(Dataset excerpts on object pointing)
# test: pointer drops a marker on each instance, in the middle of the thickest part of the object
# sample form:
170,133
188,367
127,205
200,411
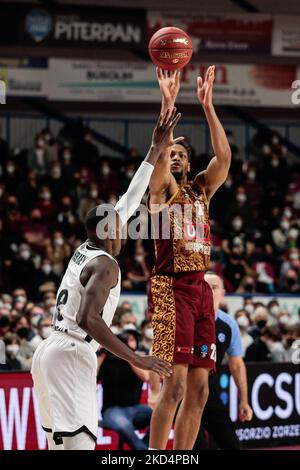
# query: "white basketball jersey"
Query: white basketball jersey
70,292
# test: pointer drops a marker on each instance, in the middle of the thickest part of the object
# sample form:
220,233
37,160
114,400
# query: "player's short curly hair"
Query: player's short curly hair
185,145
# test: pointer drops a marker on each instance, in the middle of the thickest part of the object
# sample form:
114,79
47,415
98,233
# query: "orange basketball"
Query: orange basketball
170,48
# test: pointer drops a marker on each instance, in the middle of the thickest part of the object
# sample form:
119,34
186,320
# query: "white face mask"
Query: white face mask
243,321
237,224
287,213
284,319
149,333
129,326
129,173
275,310
46,331
25,254
249,308
241,197
12,349
105,170
115,330
46,196
46,269
39,152
284,224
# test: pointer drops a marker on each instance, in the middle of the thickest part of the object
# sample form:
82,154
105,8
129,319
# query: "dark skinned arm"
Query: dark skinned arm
102,274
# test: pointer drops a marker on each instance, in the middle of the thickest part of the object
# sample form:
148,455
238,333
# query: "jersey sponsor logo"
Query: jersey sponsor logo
204,350
79,258
185,349
199,232
221,337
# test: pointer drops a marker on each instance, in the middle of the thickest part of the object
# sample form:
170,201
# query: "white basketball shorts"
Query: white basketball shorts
64,370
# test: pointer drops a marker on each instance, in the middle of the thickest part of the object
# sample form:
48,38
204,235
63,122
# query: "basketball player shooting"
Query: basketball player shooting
180,301
64,365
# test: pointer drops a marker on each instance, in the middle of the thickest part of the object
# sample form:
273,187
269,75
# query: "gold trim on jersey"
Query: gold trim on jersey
164,317
163,204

• Stated goal
Without including any pictures, please restate all the records exactly.

• Result below
# test: pointer drops a marker on each instance, in the middle of the thickest part of the object
# sample form:
170,133
188,367
127,205
200,411
# query: "white basketball jersey"
Query: white basketball jersey
70,292
# test: pointer drops a marker on each instance, in the middle of the thickest part of the object
# sample form:
220,233
37,160
114,400
# query: "player's short curly hair"
Query: player's short curly hair
185,145
# test: pointer drops a marker on each instance, in the middle of the thickest part of the object
# sample form:
114,79
47,415
98,233
# query: "orange basketball"
Query: orange basketball
170,48
# test: pointer drops a marker on each instance, in the middle of the thickest part of the object
# sample form:
119,34
186,320
# query: "white face mask"
Query: white face mask
243,321
237,224
287,213
284,319
149,333
129,326
129,173
275,310
46,331
25,254
249,308
241,197
12,349
105,170
115,330
46,196
46,269
39,152
284,224
# test: pointer drops a marker on each instance, in the middle of the thickest part of the object
# sample form:
82,154
105,8
129,319
# query: "dark skinned arm"
Query: dark skinned arm
102,274
# test: pointer drops a marker on each instance, in the middle of the thickest part of the object
# sample form:
148,455
238,333
# query: "jersey sponsor logo"
Query: jersey sponsor logo
204,350
79,258
185,349
199,232
221,337
# test: pointer drops a marker on each instance, in the middle of the thickest part of the object
# sample form:
170,201
# query: "white basketball shorts"
Query: white basketball shorts
64,370
# test: pointer drops a marker on each instance, in the middle of the thickest part of the object
# sample form:
48,38
204,235
63,122
# query: "basketball player shooting"
Query: basketball player shooting
180,301
64,365
# test: pointer drops a marker on each instance, in the middle of the thickest part of the object
# sample form:
273,187
269,75
# query: "gold trim on jersey"
Query: gold trim on jersey
164,317
163,204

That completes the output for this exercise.